Instructions for the task: Go through the data and copy every line exactly, but not the images.

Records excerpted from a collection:
┄┄┄┄┄┄

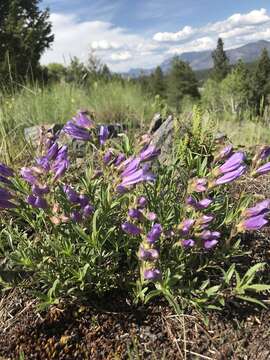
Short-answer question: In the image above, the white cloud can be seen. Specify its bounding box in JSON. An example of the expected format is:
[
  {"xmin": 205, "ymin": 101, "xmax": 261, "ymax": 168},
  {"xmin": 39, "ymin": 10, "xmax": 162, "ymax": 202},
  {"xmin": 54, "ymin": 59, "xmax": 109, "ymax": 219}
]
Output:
[
  {"xmin": 153, "ymin": 26, "xmax": 197, "ymax": 42},
  {"xmin": 111, "ymin": 51, "xmax": 132, "ymax": 61}
]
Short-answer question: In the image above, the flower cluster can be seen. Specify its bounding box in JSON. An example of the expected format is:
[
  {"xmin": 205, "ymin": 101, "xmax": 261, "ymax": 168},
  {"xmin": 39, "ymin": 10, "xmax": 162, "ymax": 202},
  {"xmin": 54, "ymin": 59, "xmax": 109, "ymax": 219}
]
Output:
[{"xmin": 122, "ymin": 196, "xmax": 162, "ymax": 282}]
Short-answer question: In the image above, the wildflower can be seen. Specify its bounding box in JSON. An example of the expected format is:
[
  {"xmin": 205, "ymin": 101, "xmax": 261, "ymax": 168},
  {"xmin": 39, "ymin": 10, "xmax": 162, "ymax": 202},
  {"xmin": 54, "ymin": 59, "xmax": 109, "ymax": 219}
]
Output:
[
  {"xmin": 237, "ymin": 214, "xmax": 268, "ymax": 232},
  {"xmin": 212, "ymin": 165, "xmax": 246, "ymax": 186},
  {"xmin": 244, "ymin": 199, "xmax": 270, "ymax": 217},
  {"xmin": 178, "ymin": 219, "xmax": 195, "ymax": 235},
  {"xmin": 138, "ymin": 246, "xmax": 159, "ymax": 261},
  {"xmin": 99, "ymin": 125, "xmax": 110, "ymax": 145},
  {"xmin": 63, "ymin": 121, "xmax": 91, "ymax": 141},
  {"xmin": 73, "ymin": 111, "xmax": 94, "ymax": 129},
  {"xmin": 137, "ymin": 196, "xmax": 148, "ymax": 209},
  {"xmin": 121, "ymin": 222, "xmax": 142, "ymax": 235},
  {"xmin": 140, "ymin": 145, "xmax": 160, "ymax": 161},
  {"xmin": 120, "ymin": 169, "xmax": 156, "ymax": 187},
  {"xmin": 26, "ymin": 195, "xmax": 48, "ymax": 209},
  {"xmin": 254, "ymin": 162, "xmax": 270, "ymax": 175},
  {"xmin": 147, "ymin": 224, "xmax": 162, "ymax": 244},
  {"xmin": 0, "ymin": 163, "xmax": 14, "ymax": 177},
  {"xmin": 182, "ymin": 239, "xmax": 195, "ymax": 248},
  {"xmin": 144, "ymin": 269, "xmax": 161, "ymax": 282}
]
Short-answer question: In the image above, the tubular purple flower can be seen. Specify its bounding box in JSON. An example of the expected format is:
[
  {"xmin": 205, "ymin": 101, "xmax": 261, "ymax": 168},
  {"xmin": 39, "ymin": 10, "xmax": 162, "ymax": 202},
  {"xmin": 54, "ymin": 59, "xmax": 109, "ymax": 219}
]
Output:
[
  {"xmin": 140, "ymin": 145, "xmax": 160, "ymax": 162},
  {"xmin": 128, "ymin": 209, "xmax": 143, "ymax": 220},
  {"xmin": 244, "ymin": 199, "xmax": 270, "ymax": 217},
  {"xmin": 178, "ymin": 219, "xmax": 195, "ymax": 235},
  {"xmin": 20, "ymin": 167, "xmax": 37, "ymax": 185},
  {"xmin": 99, "ymin": 125, "xmax": 110, "ymax": 145},
  {"xmin": 121, "ymin": 222, "xmax": 142, "ymax": 235},
  {"xmin": 144, "ymin": 269, "xmax": 161, "ymax": 282},
  {"xmin": 63, "ymin": 121, "xmax": 91, "ymax": 141},
  {"xmin": 138, "ymin": 246, "xmax": 159, "ymax": 261},
  {"xmin": 83, "ymin": 204, "xmax": 95, "ymax": 218},
  {"xmin": 182, "ymin": 239, "xmax": 195, "ymax": 248},
  {"xmin": 46, "ymin": 143, "xmax": 59, "ymax": 160},
  {"xmin": 213, "ymin": 165, "xmax": 246, "ymax": 186},
  {"xmin": 114, "ymin": 153, "xmax": 126, "ymax": 166},
  {"xmin": 214, "ymin": 145, "xmax": 233, "ymax": 161},
  {"xmin": 254, "ymin": 162, "xmax": 270, "ymax": 175},
  {"xmin": 63, "ymin": 185, "xmax": 80, "ymax": 204},
  {"xmin": 137, "ymin": 196, "xmax": 148, "ymax": 209},
  {"xmin": 203, "ymin": 239, "xmax": 218, "ymax": 250},
  {"xmin": 73, "ymin": 111, "xmax": 94, "ymax": 129},
  {"xmin": 26, "ymin": 195, "xmax": 48, "ymax": 209},
  {"xmin": 237, "ymin": 214, "xmax": 268, "ymax": 232},
  {"xmin": 147, "ymin": 224, "xmax": 162, "ymax": 244},
  {"xmin": 217, "ymin": 151, "xmax": 245, "ymax": 174},
  {"xmin": 121, "ymin": 158, "xmax": 141, "ymax": 177},
  {"xmin": 32, "ymin": 184, "xmax": 50, "ymax": 196},
  {"xmin": 0, "ymin": 163, "xmax": 14, "ymax": 177},
  {"xmin": 120, "ymin": 169, "xmax": 156, "ymax": 187}
]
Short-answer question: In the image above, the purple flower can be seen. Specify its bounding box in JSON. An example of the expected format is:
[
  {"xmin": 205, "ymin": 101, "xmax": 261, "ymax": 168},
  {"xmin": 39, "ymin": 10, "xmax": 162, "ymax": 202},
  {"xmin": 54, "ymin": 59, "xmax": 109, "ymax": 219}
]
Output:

┄┄┄┄┄┄

Result for this task:
Short-answer question: In the image above, the white cloud can be seen. Specify its bounding box in JSON. An example of the expected format is:
[
  {"xmin": 205, "ymin": 101, "xmax": 261, "ymax": 168},
  {"xmin": 39, "ymin": 10, "xmax": 162, "ymax": 202},
  {"xmin": 54, "ymin": 59, "xmax": 109, "ymax": 219}
]
Output:
[
  {"xmin": 153, "ymin": 26, "xmax": 197, "ymax": 42},
  {"xmin": 111, "ymin": 51, "xmax": 132, "ymax": 61}
]
Short-answer question: In the image above, the flower cluster can be seen. Specify its bounding box in JSON. An example of the expected format is:
[
  {"xmin": 205, "ymin": 101, "xmax": 261, "ymax": 168},
  {"xmin": 39, "ymin": 10, "xmax": 162, "ymax": 202},
  {"xmin": 54, "ymin": 59, "xmax": 109, "ymax": 219}
]
Output:
[{"xmin": 122, "ymin": 196, "xmax": 162, "ymax": 282}]
Short-answer question: In the image above, the wildflower can be seen. Specify its bounding box in JSON. An example of the expected format is:
[
  {"xmin": 205, "ymin": 101, "xmax": 261, "ymax": 168},
  {"xmin": 39, "ymin": 10, "xmax": 162, "ymax": 202},
  {"xmin": 54, "ymin": 59, "xmax": 109, "ymax": 219}
]
Output:
[
  {"xmin": 237, "ymin": 214, "xmax": 268, "ymax": 232},
  {"xmin": 212, "ymin": 165, "xmax": 246, "ymax": 186},
  {"xmin": 244, "ymin": 199, "xmax": 270, "ymax": 217},
  {"xmin": 178, "ymin": 219, "xmax": 195, "ymax": 235},
  {"xmin": 138, "ymin": 246, "xmax": 159, "ymax": 261},
  {"xmin": 99, "ymin": 125, "xmax": 110, "ymax": 145},
  {"xmin": 63, "ymin": 121, "xmax": 91, "ymax": 141},
  {"xmin": 73, "ymin": 111, "xmax": 94, "ymax": 129},
  {"xmin": 137, "ymin": 196, "xmax": 148, "ymax": 209},
  {"xmin": 121, "ymin": 222, "xmax": 142, "ymax": 235},
  {"xmin": 140, "ymin": 145, "xmax": 160, "ymax": 161},
  {"xmin": 120, "ymin": 169, "xmax": 156, "ymax": 187},
  {"xmin": 26, "ymin": 195, "xmax": 48, "ymax": 209},
  {"xmin": 254, "ymin": 162, "xmax": 270, "ymax": 175},
  {"xmin": 147, "ymin": 224, "xmax": 162, "ymax": 244},
  {"xmin": 0, "ymin": 163, "xmax": 14, "ymax": 177},
  {"xmin": 182, "ymin": 239, "xmax": 195, "ymax": 248},
  {"xmin": 144, "ymin": 269, "xmax": 161, "ymax": 282}
]
Short-answer question: In the image above, the tubular purple flower can be seen. Specify its bounding box in JSON. An example of the expected format is:
[
  {"xmin": 205, "ymin": 101, "xmax": 261, "ymax": 168},
  {"xmin": 39, "ymin": 10, "xmax": 162, "ymax": 202},
  {"xmin": 54, "ymin": 59, "xmax": 109, "ymax": 219}
]
Output:
[
  {"xmin": 140, "ymin": 145, "xmax": 160, "ymax": 162},
  {"xmin": 128, "ymin": 209, "xmax": 143, "ymax": 220},
  {"xmin": 244, "ymin": 199, "xmax": 270, "ymax": 217},
  {"xmin": 178, "ymin": 219, "xmax": 195, "ymax": 235},
  {"xmin": 20, "ymin": 167, "xmax": 37, "ymax": 185},
  {"xmin": 99, "ymin": 125, "xmax": 110, "ymax": 145},
  {"xmin": 121, "ymin": 222, "xmax": 142, "ymax": 235},
  {"xmin": 144, "ymin": 269, "xmax": 161, "ymax": 282},
  {"xmin": 63, "ymin": 121, "xmax": 91, "ymax": 141},
  {"xmin": 138, "ymin": 246, "xmax": 159, "ymax": 261},
  {"xmin": 83, "ymin": 204, "xmax": 95, "ymax": 218},
  {"xmin": 182, "ymin": 239, "xmax": 195, "ymax": 248},
  {"xmin": 46, "ymin": 143, "xmax": 59, "ymax": 160},
  {"xmin": 213, "ymin": 165, "xmax": 246, "ymax": 186},
  {"xmin": 114, "ymin": 153, "xmax": 126, "ymax": 166},
  {"xmin": 214, "ymin": 145, "xmax": 233, "ymax": 161},
  {"xmin": 254, "ymin": 162, "xmax": 270, "ymax": 175},
  {"xmin": 63, "ymin": 185, "xmax": 80, "ymax": 204},
  {"xmin": 137, "ymin": 196, "xmax": 148, "ymax": 209},
  {"xmin": 203, "ymin": 239, "xmax": 218, "ymax": 250},
  {"xmin": 73, "ymin": 111, "xmax": 94, "ymax": 129},
  {"xmin": 26, "ymin": 195, "xmax": 48, "ymax": 209},
  {"xmin": 237, "ymin": 214, "xmax": 268, "ymax": 232},
  {"xmin": 147, "ymin": 224, "xmax": 162, "ymax": 244},
  {"xmin": 217, "ymin": 151, "xmax": 245, "ymax": 174},
  {"xmin": 121, "ymin": 158, "xmax": 141, "ymax": 177},
  {"xmin": 32, "ymin": 184, "xmax": 50, "ymax": 196},
  {"xmin": 0, "ymin": 163, "xmax": 14, "ymax": 177},
  {"xmin": 120, "ymin": 169, "xmax": 156, "ymax": 187}
]
Short-answer question: In the image above, the purple flower can be seen. Specify its bounding box in JSON. An example of the expected format is:
[
  {"xmin": 205, "ymin": 101, "xmax": 261, "ymax": 168},
  {"xmin": 39, "ymin": 10, "xmax": 162, "ymax": 202},
  {"xmin": 54, "ymin": 59, "xmax": 109, "ymax": 219}
]
Output:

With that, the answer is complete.